Stated exercise:
Format each line of the material below as one string in a JSON list, leaving out blank lines and pictures.

**** The data

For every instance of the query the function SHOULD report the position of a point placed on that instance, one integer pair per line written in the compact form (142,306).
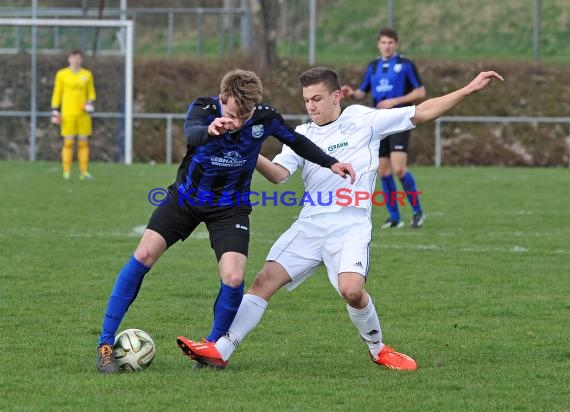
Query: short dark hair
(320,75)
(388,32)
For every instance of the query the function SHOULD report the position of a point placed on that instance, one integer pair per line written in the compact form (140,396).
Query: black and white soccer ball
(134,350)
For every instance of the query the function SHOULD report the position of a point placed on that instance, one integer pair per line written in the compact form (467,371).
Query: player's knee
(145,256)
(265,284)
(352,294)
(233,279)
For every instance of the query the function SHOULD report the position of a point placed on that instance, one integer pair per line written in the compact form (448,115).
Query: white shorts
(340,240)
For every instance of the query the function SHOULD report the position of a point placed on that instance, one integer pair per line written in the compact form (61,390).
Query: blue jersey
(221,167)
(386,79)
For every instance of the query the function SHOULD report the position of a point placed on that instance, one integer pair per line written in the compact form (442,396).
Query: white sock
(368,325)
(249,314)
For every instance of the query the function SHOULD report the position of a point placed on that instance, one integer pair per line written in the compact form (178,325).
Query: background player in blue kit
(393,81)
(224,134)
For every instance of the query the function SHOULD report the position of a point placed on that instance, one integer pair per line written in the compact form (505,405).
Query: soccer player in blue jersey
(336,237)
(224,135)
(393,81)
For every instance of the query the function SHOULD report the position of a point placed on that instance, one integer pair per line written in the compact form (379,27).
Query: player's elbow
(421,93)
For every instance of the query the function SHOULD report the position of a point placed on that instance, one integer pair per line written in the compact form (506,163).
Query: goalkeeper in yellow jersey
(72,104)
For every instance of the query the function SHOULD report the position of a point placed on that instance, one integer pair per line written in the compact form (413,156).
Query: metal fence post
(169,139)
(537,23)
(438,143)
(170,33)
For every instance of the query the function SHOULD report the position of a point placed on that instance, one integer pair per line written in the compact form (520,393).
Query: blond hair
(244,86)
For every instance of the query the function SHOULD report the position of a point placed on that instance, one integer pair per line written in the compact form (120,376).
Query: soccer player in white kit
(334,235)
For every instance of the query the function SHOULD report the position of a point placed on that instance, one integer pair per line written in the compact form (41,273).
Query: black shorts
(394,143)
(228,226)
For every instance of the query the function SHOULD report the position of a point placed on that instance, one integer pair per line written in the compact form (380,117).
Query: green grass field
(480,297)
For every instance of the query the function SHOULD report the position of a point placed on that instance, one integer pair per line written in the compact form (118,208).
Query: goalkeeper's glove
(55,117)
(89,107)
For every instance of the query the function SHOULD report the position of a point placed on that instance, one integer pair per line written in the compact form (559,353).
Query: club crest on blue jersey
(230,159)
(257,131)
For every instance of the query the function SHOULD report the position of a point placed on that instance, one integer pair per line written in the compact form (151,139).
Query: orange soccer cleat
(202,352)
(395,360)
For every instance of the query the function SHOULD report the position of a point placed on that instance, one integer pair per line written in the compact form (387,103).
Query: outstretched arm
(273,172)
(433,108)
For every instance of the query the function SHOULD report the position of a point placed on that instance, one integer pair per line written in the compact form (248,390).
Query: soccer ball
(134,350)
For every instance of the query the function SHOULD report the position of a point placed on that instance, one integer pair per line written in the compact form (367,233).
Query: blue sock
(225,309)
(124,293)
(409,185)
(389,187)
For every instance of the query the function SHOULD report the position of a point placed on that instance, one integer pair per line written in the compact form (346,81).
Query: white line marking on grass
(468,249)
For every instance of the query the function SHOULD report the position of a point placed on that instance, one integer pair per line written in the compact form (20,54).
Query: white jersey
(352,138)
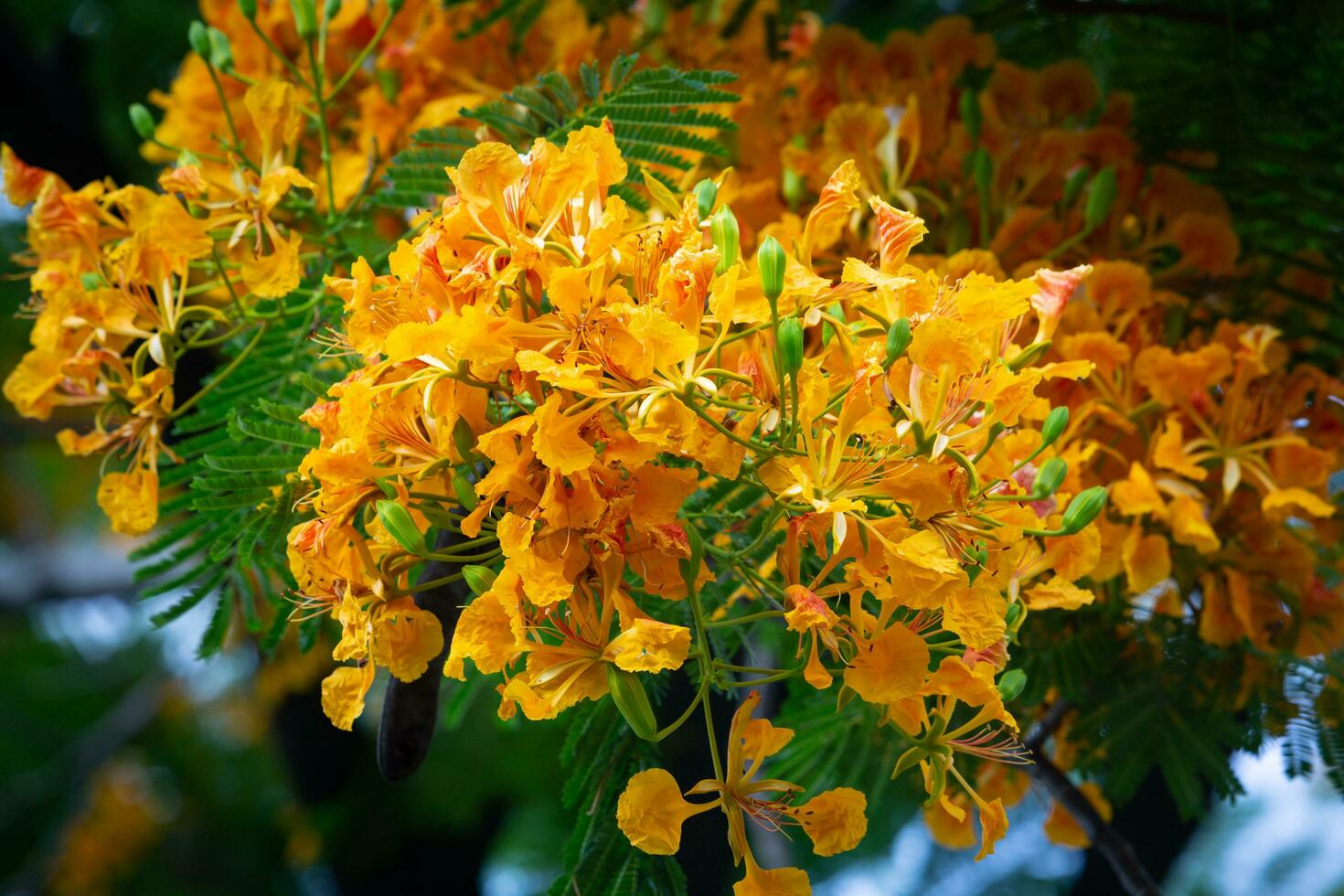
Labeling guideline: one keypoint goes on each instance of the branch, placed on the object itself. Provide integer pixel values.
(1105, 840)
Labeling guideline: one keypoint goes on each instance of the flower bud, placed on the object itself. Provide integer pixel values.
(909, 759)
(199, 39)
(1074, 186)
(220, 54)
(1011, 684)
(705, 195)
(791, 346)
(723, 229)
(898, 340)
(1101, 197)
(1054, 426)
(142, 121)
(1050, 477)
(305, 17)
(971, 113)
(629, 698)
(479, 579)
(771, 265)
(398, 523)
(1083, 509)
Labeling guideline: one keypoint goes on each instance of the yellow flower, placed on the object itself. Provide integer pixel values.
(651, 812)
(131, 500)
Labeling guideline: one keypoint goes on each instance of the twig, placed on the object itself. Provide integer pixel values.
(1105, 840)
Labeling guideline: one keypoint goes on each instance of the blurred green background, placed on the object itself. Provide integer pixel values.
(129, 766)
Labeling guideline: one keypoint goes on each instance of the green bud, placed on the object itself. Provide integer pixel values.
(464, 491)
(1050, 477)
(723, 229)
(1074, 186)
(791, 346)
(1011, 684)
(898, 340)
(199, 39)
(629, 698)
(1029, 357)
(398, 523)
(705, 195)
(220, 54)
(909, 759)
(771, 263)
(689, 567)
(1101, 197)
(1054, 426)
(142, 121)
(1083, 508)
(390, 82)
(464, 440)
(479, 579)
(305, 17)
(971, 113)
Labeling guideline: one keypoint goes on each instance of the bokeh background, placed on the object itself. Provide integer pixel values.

********

Reply to the exercise:
[
  "For every instance of the query the function SHOULD report the position of a point placed on that instance, one integer pair per line written in the compact form (142,306).",
  "Query: short dark hair",
  "(320,75)",
  "(388,32)",
  "For every instance of the query the function SHOULD report the position of a point placed on that instance, one integer pair per line written in the compact form (140,396).",
  "Query: black and white soccer ball",
  "(134,350)",
  "For every instance of the query the function SHOULD report the position of a point placed on that instance, one integer pair per line written in the compact form (467,371).",
  "Query: player's knee",
  "(145,256)",
  "(265,284)",
  "(352,294)",
  "(233,279)",
  "For every instance of the query the function SHOULD report the position of a point placed on that instance, one integer pair per line written in the compact form (448,115).",
  "Query: white shorts",
  "(340,240)",
  "For every instance of the query the function SHOULD report the position of a point placed on that instance, one integer pair per line written in the compact form (61,390).",
  "Query: blue jersey",
  "(221,167)",
  "(386,79)",
  "For every instance of the query the function SHOULD report the position of a point placed on that instance, one integer pair per line written in the compact form (442,396).",
  "Query: white sock",
  "(368,325)",
  "(249,314)",
  "For every instance of the query the function SHOULD report the position of a point placed on that instance, one integer pair per line written in the compact form (178,325).",
  "Query: background player in blue kit",
  "(393,81)",
  "(224,134)",
  "For every instance of the query the function SHOULD report the position of a point placed on that instance, one integer pair per line written in the compact form (505,405).",
  "Query: soccer player in blue jersey",
  "(336,237)",
  "(224,135)",
  "(393,81)",
  "For every instance of the query the function SHOULD report the position of a point placed on that instance, one integer pair per line written in the compact form (379,27).",
  "Query: player's elbow",
  "(421,93)",
  "For every instance of the query the function SHOULD report the position of a point placed on that instance, one integer pair per line written in the compact form (506,163).",
  "Query: goalkeeper in yellow jersey",
  "(72,104)",
  "For every instance of the query the function SHOULD report the position of a point placed on that instance, one integer pair per line written in the compact form (413,156).",
  "Query: metal fence post",
  "(169,139)",
  "(537,23)",
  "(438,143)",
  "(170,33)",
  "For every instance of the query the function SHOULD report the position of a point placed on that instance, one integer pair per line written in the compact form (520,393).",
  "Query: blond hair",
  "(244,86)",
  "For every instance of the query the function SHOULD report the position of a point placed on that instance, one integer pair per line written in the compact form (120,376).",
  "Query: soccer player in white kit",
  "(334,235)",
  "For every instance of the query the function SHOULD report the position of a point placed on that instance, one integer pair per line written in the compact form (41,273).",
  "Query: black shorts",
  "(394,143)",
  "(228,226)",
  "For every instance of the query the function SHOULD report the position of a point placed on that instance, one integer pair per line written in the compact form (380,117).",
  "Query: green grass field",
  "(480,297)",
  "For every instance of the query the function SHOULD report the position of a point placed on that instance, one integer pair per line written in the compact form (118,208).",
  "Query: goalkeeper's glove",
  "(55,117)",
  "(89,107)",
  "For every instance of the query the function SHOULD report the position of a point placed on that instance, one integer pair per line written in the compact form (559,353).",
  "Query: club crest on blue jersey",
  "(230,159)",
  "(257,131)",
  "For every instance of the query the function SHOULD report the position of a point placed on that instance, one integer pair per line written in the compact form (151,139).",
  "Query: orange soccer cleat",
  "(202,352)",
  "(395,360)",
  "For every instance of the query the function SHOULD report the position of a point placed on that instance, one integer pair per line written in the compact form (387,103).",
  "Query: outstretched arm",
  "(273,172)",
  "(433,108)",
  "For every instance of the query the function SHOULD report the position of a point placed on that instance, one integer pair per line written in the compact form (248,390).",
  "Query: soccer ball",
  "(134,350)",
  "For every instance of the query the function SHOULD report the position of a point placed on that instance, one integer pair per line written in the compact form (367,233).",
  "Query: blue sock",
  "(225,309)",
  "(124,293)",
  "(409,185)",
  "(389,187)",
  "For every instance of the query the function SHOULD report the position of a point placed on that instance, one integer pair per line written in the compact form (346,81).",
  "Query: white line marking on grass",
  "(468,249)",
  "For every instance of the query the function SHOULD report the position of a point placed on that instance, one integer pair per line written in the compact form (20,54).",
  "Query: white jersey",
  "(352,138)",
  "Labeling guideline: one keypoint goes on each instance of the branch, placed on the object itself. Provide integer pixel values.",
  "(1105, 840)",
  "Labeling guideline: one keypoint goes on each instance of the flower bud, placed on the object itself. Provide integer pixel values.",
  "(909, 759)",
  "(199, 39)",
  "(1074, 186)",
  "(220, 54)",
  "(1011, 684)",
  "(705, 195)",
  "(791, 346)",
  "(723, 229)",
  "(898, 340)",
  "(1101, 197)",
  "(1054, 426)",
  "(142, 121)",
  "(1050, 477)",
  "(305, 17)",
  "(971, 113)",
  "(629, 698)",
  "(479, 579)",
  "(771, 265)",
  "(398, 523)",
  "(1083, 509)",
  "Labeling guideline: one keypoint goes on each instance of the yellow flower, placed on the object itself. Provide integer pixel values.",
  "(651, 812)",
  "(131, 500)",
  "Labeling guideline: one keypoint goes on each instance of the twig, placed on the object itself. Provide integer pixel values.",
  "(1105, 840)",
  "Labeling guideline: one keypoint goes on each instance of the blurred green background, placed on the object itself. Provide integer pixel values.",
  "(129, 766)",
  "Labeling guideline: one keypoint goes on each instance of the green bud, placed on the object itself. Provide integer pixel values.",
  "(464, 491)",
  "(1050, 477)",
  "(723, 229)",
  "(1074, 186)",
  "(791, 346)",
  "(1011, 684)",
  "(898, 340)",
  "(199, 39)",
  "(629, 698)",
  "(1029, 357)",
  "(398, 523)",
  "(705, 195)",
  "(220, 54)",
  "(909, 759)",
  "(771, 263)",
  "(689, 567)",
  "(1101, 197)",
  "(1054, 426)",
  "(142, 121)",
  "(1083, 508)",
  "(390, 82)",
  "(464, 440)",
  "(479, 579)",
  "(305, 17)",
  "(971, 113)",
  "Labeling guideline: one keypoint goes on each instance of the bokeh background, placed on the object itself. Provide integer pixel values."
]